→ **WORK INSTRUCTIONS**
Copy each line of the records below that contains the string "positive".

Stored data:
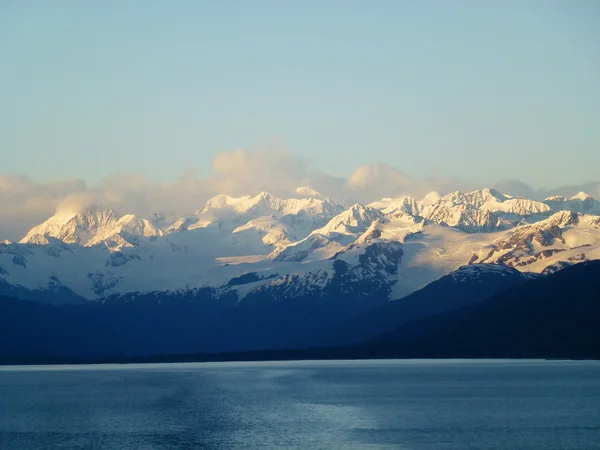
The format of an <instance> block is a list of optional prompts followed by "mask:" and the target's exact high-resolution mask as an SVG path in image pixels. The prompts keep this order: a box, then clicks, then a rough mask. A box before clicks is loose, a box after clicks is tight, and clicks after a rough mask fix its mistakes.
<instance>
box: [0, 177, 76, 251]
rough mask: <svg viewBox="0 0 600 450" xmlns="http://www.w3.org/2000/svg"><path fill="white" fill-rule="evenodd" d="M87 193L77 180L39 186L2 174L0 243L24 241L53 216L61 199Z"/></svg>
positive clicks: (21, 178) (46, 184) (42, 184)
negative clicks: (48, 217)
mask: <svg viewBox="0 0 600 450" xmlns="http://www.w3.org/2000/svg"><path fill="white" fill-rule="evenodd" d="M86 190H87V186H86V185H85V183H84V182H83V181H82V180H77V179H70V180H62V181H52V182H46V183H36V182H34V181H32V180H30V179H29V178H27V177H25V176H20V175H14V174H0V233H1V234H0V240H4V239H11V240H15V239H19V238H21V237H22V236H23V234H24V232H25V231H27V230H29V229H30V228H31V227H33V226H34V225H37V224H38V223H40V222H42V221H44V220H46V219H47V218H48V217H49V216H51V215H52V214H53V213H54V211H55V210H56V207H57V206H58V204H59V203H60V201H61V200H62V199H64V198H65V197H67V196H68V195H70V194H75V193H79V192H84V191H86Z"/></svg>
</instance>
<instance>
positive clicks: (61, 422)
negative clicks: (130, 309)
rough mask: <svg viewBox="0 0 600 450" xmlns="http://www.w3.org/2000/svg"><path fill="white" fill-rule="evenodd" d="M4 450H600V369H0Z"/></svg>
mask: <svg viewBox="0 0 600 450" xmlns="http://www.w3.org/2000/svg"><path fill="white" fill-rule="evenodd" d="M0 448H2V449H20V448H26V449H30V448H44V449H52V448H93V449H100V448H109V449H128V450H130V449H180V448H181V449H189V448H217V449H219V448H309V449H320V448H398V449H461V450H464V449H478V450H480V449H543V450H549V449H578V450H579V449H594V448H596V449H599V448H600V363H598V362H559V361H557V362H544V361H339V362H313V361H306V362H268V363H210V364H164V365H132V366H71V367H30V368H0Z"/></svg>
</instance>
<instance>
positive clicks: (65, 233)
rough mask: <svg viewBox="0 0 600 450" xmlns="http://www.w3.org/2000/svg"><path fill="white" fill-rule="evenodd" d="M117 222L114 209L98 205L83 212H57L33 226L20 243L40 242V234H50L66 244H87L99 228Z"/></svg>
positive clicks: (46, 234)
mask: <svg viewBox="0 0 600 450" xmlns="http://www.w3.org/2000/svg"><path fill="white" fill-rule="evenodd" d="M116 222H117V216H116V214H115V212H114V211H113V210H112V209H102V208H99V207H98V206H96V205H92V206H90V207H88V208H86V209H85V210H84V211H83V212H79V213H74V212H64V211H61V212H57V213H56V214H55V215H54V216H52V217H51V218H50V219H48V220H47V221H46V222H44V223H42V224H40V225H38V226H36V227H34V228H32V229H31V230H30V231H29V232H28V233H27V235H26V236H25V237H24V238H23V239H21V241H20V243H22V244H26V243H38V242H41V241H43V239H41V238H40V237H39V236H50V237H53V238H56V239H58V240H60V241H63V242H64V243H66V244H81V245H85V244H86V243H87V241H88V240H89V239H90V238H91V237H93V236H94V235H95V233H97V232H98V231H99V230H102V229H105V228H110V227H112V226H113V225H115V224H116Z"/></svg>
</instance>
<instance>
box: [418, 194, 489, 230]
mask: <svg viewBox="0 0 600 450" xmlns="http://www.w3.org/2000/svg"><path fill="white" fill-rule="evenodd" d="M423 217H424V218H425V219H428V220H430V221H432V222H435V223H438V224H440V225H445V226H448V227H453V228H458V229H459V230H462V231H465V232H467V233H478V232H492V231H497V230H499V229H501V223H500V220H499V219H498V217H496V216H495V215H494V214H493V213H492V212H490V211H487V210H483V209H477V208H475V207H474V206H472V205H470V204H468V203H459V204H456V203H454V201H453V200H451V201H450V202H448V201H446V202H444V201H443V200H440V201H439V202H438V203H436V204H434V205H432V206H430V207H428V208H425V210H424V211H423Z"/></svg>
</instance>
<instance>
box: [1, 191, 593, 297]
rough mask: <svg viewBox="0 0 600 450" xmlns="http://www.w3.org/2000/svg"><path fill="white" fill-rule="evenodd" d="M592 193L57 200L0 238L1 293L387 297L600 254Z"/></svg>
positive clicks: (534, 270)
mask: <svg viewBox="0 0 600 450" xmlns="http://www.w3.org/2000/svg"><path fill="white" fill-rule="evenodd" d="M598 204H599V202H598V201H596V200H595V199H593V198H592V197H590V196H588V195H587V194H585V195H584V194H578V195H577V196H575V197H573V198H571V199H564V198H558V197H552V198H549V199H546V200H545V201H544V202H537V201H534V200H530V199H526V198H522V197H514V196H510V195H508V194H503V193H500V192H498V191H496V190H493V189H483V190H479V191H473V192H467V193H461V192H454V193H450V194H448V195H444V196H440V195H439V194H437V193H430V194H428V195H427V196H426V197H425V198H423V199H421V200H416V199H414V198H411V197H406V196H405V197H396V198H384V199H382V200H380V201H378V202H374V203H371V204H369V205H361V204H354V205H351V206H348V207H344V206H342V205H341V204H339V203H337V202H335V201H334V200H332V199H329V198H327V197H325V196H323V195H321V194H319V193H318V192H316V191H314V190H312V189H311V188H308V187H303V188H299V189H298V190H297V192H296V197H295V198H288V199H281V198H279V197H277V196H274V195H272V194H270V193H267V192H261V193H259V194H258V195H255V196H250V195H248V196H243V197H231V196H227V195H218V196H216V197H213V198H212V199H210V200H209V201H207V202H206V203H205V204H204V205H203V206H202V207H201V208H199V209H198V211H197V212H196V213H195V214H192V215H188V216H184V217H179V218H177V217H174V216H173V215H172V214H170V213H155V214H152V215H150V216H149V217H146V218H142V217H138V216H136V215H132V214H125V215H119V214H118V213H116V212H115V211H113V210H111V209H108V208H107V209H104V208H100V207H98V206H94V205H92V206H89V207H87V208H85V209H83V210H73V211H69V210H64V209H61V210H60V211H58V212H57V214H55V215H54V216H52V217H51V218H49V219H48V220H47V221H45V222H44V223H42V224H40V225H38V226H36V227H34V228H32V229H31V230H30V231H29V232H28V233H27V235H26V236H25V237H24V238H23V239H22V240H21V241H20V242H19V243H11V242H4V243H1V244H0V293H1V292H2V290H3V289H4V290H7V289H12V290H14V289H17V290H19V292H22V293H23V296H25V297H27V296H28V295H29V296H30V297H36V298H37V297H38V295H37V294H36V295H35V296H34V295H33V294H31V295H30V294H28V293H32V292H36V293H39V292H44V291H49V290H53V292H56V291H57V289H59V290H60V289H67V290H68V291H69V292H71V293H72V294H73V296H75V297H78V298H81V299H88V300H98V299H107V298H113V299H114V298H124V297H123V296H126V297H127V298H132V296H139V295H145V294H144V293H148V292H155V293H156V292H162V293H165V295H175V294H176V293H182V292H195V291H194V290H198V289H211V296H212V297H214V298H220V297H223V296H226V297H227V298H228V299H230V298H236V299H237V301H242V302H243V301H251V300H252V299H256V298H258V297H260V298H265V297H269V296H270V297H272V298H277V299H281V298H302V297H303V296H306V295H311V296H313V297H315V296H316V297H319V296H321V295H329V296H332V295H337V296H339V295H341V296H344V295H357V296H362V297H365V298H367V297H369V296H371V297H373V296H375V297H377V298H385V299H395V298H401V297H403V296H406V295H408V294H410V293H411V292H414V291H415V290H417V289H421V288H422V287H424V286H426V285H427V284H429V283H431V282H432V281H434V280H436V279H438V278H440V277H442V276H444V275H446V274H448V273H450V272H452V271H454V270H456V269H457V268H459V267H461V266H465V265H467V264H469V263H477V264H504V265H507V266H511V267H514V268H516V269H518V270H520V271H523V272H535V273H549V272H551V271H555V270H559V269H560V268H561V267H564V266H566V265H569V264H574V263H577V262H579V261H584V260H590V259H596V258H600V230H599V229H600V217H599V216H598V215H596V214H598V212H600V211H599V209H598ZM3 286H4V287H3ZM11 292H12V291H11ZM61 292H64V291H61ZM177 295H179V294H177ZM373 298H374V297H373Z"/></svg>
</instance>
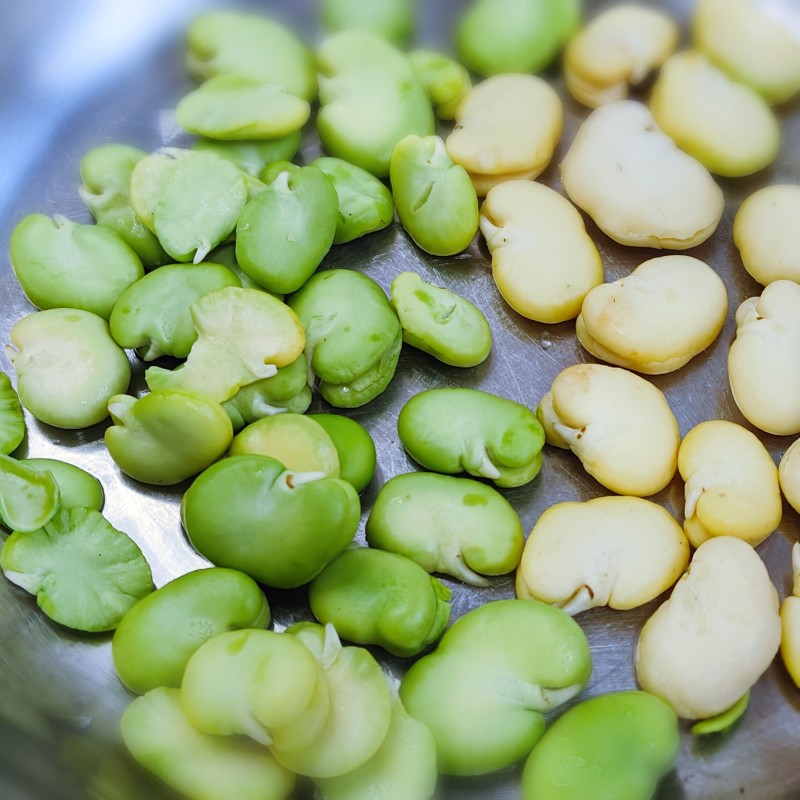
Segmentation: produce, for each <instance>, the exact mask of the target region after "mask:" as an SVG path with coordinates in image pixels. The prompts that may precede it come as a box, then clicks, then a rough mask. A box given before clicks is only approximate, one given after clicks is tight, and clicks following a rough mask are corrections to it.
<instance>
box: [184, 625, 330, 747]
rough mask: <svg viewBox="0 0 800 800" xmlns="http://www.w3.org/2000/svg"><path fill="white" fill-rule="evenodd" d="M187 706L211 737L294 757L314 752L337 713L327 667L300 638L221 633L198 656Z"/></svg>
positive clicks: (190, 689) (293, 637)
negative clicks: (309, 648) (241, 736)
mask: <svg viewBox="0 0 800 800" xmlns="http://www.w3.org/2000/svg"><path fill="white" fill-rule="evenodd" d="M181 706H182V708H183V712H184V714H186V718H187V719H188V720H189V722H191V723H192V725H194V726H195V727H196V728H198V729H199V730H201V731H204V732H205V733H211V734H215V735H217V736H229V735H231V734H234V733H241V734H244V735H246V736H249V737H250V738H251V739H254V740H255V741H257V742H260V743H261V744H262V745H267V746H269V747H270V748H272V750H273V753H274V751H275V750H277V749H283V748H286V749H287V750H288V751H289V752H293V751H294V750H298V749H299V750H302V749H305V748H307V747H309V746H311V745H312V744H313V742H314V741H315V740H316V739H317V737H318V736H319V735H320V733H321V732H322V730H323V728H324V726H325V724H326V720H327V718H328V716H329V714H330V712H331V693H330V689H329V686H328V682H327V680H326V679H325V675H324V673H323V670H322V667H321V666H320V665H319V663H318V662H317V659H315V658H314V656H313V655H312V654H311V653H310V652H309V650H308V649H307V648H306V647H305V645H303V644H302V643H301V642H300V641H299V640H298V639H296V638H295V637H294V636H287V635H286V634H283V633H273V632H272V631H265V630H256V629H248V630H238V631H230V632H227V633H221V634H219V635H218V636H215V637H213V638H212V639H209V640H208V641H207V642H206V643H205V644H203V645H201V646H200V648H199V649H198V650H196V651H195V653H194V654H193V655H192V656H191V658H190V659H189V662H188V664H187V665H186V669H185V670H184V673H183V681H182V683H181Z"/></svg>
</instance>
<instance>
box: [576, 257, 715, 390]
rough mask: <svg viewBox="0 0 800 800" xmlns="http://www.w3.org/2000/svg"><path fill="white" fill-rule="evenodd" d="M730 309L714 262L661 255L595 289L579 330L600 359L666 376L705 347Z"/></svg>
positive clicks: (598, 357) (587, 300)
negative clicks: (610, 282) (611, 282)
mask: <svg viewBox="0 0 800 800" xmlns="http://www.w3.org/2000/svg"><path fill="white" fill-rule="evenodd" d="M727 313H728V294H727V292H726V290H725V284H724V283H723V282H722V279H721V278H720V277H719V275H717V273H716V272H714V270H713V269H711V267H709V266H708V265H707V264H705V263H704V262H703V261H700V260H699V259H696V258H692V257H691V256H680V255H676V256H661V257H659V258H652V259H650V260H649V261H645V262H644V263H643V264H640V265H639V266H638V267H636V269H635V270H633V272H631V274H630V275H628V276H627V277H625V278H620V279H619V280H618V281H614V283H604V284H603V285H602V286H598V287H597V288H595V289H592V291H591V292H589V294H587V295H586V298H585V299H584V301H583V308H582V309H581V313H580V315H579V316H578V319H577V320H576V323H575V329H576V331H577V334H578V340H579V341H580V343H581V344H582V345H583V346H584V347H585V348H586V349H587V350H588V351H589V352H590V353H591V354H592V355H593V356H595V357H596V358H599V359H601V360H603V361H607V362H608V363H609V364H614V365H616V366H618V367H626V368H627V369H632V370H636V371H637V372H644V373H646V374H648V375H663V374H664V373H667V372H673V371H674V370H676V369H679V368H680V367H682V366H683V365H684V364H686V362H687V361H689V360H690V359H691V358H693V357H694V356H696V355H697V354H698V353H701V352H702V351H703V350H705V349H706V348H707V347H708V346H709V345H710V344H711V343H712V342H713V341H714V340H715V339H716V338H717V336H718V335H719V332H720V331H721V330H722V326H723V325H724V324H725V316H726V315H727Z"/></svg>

→ **TASK OUTPUT**
positive clicks: (21, 178) (46, 184) (42, 184)
positive clicks: (61, 422)
positive clicks: (65, 233)
positive clicks: (46, 234)
positive clicks: (534, 270)
positive clicks: (190, 689) (293, 637)
positive clicks: (598, 357) (587, 300)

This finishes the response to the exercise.